# Text extract
Suppose we have a Hamiltonian $H$ with eigenfunctions $\phi_1(\mathbf{x}),\ldots, \phi_n(\mathbf{x})$ and eigenvalues $E_1,\ldots, E_n$. What, if anything, does the matrix element

$$P_{mn} = \langle \phi_m | P| \phi_n\rangle = -i\hbar\int \overline{\phi_m}(\mathbf{x})\vec\nabla\phi_n(\mathbf{x})\,\,d^3x $$


In the specific case of an electron in an atomic potential, my textbook (Quantum Theory of Radiation by E. Fermi) claims that this represents the momentum of the electron and it can immediately be proved that $$-i\hbar\int \overline{\phi_m}(\mathbf{x})\vec\nabla\phi_n(\mathbf{x})\,\,d^3x = -im\nu_{mn}X_{nm}$$ where $$\nu_{mn} = (E_m-E_n)/\hbar$$ and $$X_{mn} = X_{nm} = \int \phi_n(\mathbf{x})\,\mathbf{X}\, \phi_m(\mathbf{x}) \,d^3x$$ where $\mathbf{X}$ is the position vector operator. I don't follow his claim.

# Data shown
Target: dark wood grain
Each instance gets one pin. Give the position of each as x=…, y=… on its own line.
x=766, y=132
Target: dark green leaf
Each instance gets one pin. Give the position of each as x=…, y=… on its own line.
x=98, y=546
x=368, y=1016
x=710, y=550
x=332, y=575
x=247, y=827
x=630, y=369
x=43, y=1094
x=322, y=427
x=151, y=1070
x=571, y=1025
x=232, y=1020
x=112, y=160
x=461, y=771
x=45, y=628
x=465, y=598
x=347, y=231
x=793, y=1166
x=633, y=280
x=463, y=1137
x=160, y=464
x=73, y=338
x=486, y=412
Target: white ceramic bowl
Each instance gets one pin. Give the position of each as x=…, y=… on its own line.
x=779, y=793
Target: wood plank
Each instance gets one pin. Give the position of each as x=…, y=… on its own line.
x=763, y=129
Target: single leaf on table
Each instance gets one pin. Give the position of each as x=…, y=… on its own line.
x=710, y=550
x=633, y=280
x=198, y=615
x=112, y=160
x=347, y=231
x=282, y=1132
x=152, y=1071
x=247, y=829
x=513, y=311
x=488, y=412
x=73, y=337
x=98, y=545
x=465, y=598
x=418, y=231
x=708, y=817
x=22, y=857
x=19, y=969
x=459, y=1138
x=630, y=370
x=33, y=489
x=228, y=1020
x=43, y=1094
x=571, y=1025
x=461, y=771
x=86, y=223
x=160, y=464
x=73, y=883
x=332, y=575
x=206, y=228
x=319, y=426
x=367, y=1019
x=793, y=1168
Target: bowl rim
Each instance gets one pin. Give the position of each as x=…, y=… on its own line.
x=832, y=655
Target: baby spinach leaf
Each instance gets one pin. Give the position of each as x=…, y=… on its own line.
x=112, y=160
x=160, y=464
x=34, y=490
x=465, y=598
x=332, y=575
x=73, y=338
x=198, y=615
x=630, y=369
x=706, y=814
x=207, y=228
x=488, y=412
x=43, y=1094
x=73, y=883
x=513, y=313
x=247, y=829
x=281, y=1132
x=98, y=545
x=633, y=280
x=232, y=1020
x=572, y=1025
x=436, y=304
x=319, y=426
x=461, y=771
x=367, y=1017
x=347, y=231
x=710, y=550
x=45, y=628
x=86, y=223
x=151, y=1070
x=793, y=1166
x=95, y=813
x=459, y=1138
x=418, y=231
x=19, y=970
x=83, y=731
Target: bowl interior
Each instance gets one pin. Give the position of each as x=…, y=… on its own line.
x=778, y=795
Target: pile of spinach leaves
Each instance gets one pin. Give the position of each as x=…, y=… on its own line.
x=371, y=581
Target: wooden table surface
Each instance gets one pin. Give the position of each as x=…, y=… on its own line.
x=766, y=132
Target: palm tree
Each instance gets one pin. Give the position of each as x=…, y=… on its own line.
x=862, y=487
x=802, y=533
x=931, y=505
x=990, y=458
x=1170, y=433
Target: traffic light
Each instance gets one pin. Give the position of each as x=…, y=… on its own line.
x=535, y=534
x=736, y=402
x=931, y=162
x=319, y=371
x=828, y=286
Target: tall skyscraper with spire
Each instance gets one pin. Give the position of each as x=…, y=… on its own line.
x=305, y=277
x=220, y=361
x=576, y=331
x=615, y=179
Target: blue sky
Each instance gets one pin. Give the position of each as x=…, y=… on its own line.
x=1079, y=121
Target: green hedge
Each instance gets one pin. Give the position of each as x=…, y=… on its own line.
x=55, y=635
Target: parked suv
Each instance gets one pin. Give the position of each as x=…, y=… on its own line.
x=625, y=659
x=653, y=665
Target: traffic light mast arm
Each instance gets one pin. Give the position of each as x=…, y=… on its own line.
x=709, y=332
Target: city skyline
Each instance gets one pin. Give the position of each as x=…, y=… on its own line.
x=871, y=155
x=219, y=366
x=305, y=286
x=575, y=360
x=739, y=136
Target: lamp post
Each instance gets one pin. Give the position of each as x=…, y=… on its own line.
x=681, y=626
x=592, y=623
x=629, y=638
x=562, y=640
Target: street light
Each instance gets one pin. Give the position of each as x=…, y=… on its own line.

# Task
Copy the passage on the momentum matrix element from "In the specific" up to and including "follow his claim.", substituting "lecture notes" for "textbook".

# Correct response
In the specific case of an electron in an atomic potential, my lecture notes (Quantum Theory of Radiation by E. Fermi) claims that this represents the momentum of the electron and it can immediately be proved that $$-i\hbar\int \overline{\phi_m}(\mathbf{x})\vec\nabla\phi_n(\mathbf{x})\,\,d^3x = -im\nu_{mn}X_{nm}$$ where $$\nu_{mn} = (E_m-E_n)/\hbar$$ and $$X_{mn} = X_{nm} = \int \phi_n(\mathbf{x})\,\mathbf{X}\, \phi_m(\mathbf{x}) \,d^3x$$ where $\mathbf{X}$ is the position vector operator. I don't follow his claim.